Leave of Absence
by Tanya J. Peterson
Inkwater Press

"She typically looked and sounded dispassionate, but when he looked beyond that, he saw a person who very much experienced the gamut of human emotions."

They walk among us, but when we sense their difference we typically shy away from them. Perhaps it is due to a misunderstanding of their situation or simply a fear of how they might react if interacted with, but whatever the reason may be we often shun the mentally ill. Tragically, though, it is frequently the twin catalysts of love and support from those around them that can help a person suffering with mental or emotional problems recover quicker or, at the very least, learn to cope better with their illness. In her poignant portrayal of Oliver and Penelope, the author attempts to demystify two of the more common psychological maladies and to remind her readers of the humanity of their victims.

Oliver wants to die. Poor timing and the efforts of a police rescue team were the only things that kept him alive when he tried to jump to his death. Admitted to Airhaven Behavioral Health Center after his suicide attempt, he resists the efforts of the staff to help him, believing that he deserves to be dead since he wasn't there to stop the murder of his wife and young son four months ago. Penelope, another patient at Airhaven, also believes she has very little left to offer the world. Having lost her career and ability to function normally in society due to her illness, she sees herself as worthless and an anchor around the neck of her fiancé, William. Ironically, this unlikely place is where they form a deep friendship which, in turn, begins to lead them both toward recovery.

# Data listing
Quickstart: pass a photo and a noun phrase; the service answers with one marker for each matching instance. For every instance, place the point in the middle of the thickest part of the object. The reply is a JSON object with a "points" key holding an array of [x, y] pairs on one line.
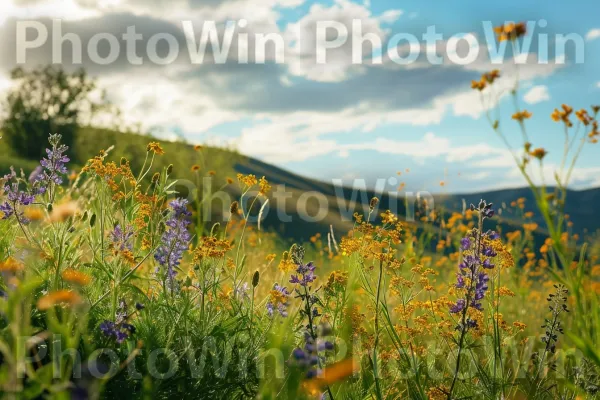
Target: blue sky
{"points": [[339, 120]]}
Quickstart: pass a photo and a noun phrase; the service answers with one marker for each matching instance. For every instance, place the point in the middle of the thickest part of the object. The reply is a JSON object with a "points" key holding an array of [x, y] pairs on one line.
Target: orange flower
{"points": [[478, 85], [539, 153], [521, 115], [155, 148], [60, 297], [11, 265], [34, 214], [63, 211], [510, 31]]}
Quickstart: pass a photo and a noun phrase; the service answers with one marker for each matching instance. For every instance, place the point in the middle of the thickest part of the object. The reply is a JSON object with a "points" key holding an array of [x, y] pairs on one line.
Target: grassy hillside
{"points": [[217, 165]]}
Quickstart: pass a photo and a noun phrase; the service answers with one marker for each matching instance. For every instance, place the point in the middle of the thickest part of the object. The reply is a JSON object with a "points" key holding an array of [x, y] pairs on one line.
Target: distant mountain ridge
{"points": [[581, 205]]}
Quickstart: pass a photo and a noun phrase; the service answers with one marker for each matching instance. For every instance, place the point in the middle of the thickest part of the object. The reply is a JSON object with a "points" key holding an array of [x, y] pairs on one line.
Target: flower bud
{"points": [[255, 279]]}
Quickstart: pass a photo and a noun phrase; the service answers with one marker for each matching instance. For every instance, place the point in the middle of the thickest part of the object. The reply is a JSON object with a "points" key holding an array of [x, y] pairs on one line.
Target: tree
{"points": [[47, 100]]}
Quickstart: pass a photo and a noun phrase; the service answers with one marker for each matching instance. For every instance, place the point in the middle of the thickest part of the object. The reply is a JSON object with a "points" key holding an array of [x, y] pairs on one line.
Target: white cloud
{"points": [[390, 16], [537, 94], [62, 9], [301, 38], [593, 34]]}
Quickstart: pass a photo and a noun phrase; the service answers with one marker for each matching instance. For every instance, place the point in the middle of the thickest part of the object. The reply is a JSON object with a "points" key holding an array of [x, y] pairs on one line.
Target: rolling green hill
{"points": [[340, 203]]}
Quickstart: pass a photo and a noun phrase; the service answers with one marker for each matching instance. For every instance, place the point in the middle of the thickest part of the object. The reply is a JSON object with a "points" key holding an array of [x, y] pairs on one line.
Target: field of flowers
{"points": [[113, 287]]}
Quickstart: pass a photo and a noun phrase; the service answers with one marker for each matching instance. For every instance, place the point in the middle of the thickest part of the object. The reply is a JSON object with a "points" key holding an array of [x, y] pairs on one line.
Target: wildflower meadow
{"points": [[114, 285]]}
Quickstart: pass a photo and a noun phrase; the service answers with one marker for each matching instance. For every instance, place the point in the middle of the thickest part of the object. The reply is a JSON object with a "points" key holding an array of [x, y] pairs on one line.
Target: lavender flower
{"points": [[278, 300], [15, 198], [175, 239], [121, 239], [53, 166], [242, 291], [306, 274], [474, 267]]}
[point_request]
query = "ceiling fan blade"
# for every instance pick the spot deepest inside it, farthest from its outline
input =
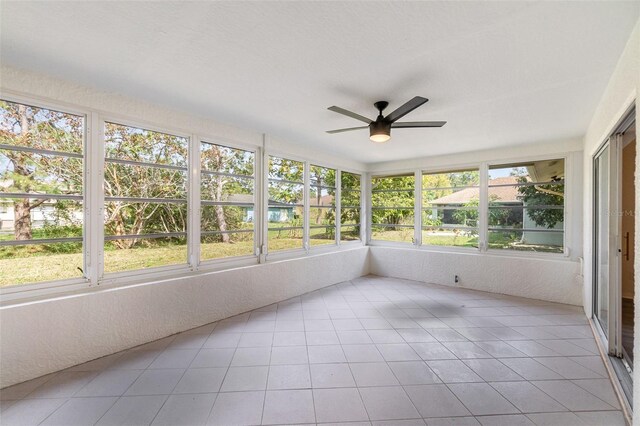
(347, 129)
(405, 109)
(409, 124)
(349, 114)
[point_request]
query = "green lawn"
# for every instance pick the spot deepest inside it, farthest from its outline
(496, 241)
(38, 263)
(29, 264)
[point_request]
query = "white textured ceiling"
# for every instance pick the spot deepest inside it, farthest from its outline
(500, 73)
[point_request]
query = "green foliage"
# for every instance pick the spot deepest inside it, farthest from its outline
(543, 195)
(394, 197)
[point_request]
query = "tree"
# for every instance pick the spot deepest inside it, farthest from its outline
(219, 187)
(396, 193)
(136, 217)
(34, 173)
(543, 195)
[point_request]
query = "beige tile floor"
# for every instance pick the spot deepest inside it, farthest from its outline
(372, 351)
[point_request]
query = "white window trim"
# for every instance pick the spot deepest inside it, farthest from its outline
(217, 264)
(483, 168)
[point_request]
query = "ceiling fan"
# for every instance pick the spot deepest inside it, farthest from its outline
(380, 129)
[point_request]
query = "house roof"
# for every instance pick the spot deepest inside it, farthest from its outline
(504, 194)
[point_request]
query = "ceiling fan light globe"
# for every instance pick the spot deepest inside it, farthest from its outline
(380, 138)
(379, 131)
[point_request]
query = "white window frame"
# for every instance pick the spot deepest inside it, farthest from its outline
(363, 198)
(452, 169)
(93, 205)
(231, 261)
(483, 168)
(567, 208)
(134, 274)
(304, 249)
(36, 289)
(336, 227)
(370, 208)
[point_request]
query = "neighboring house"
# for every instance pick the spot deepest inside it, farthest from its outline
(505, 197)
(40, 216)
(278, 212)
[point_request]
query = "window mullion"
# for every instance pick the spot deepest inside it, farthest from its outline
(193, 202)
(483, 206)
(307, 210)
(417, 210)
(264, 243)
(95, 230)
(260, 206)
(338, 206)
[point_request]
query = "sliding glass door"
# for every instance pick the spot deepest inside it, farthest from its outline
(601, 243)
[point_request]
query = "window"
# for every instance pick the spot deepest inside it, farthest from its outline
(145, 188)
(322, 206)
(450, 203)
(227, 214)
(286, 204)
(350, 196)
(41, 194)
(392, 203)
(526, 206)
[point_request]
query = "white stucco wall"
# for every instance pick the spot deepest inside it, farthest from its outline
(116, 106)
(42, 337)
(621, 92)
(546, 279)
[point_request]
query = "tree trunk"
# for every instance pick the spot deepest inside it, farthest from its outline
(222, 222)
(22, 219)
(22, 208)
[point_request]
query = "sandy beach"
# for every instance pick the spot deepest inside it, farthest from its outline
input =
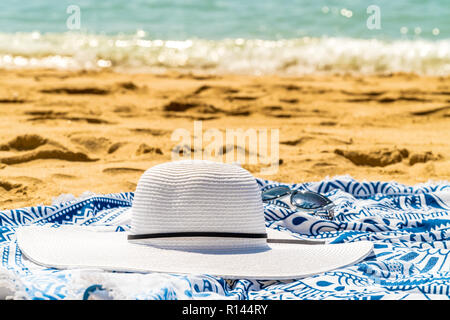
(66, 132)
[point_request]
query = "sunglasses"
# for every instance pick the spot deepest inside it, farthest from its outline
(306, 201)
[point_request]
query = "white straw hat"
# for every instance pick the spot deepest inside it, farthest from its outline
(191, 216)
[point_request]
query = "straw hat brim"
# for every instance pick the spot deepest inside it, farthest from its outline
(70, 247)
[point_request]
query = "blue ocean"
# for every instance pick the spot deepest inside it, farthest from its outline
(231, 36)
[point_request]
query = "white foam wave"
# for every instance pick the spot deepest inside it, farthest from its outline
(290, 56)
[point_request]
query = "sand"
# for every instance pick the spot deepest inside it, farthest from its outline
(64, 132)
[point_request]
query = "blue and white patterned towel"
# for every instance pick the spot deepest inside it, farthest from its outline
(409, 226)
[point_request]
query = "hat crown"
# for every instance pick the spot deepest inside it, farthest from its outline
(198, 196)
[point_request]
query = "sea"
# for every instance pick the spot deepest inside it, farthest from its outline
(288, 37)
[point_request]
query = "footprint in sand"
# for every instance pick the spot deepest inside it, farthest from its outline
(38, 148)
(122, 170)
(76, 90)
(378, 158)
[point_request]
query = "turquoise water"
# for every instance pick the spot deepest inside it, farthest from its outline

# Actions to take
**a.** Repeat the book review word for word, from "Oliver wants to" up to and including "both toward recovery.".
**b.** Write what comes next in the book review, starting after its final sentence.

# Answers for the tasks
**a.**
Oliver wants to die. Poor timing and the efforts of a police rescue team were the only things that kept him alive when he tried to jump to his death. Admitted to Airhaven Behavioral Health Center after his suicide attempt, he resists the efforts of the staff to help him, believing that he deserves to be dead since he wasn't there to stop the murder of his wife and young son four months ago. Penelope, another patient at Airhaven, also believes she has very little left to offer the world. Having lost her career and ability to function normally in society due to her illness, she sees herself as worthless and an anchor around the neck of her fiancé, William. Ironically, this unlikely place is where they form a deep friendship which, in turn, begins to lead them both toward recovery.

**b.**
Peterson, a Nationally Certified Counselor, tackles two frequently misunderstood illnesses in her story. Post-traumatic stress disorder (PTSD) has garnered a massive amount of press over the last two decades as an increasing number of soldiers returning from the wars in Iraq and Afghanistan have been diagnosed with it. Showing in the character of Oliver that the anxiety disorder can come about from causes other than warfare, she is able to fully explore how debilitating PTSD can be to those who experience it. Oliver's disorienting flashbacks, overwhelming depression, increased startle response, and nightmares are all typical features associated with the disorder, and by putting the reader into Oliver's shoes for a time she is helping educate those who may have previously been at a loss to understand what a family member of friend returning from the conflict overseas could be going through. In addition, the author reveals just how difficult it is for a person with schizophrenia to function in society. Like Sylvia Nasar did in her book, A Beautiful Mind, Peterson propels her readers into Penelope's mental anguish and reveals how the illness affects those who have to watch a loved one suffer through it by having the reader see the story at times through William's eyes.

Although the book might have further explored the motivations and reactions of some of the minor figures such as Maggie's parents and Rod, Peterson's handling of her three principal characters is quite good. Sometimes in the absence of knowing we fill in the blanks with counter-productive images of the mentally ill. The author helps strip away the surface stereotypes associated with those who suffer from PSTD and schizophrenia to show the real people underneath.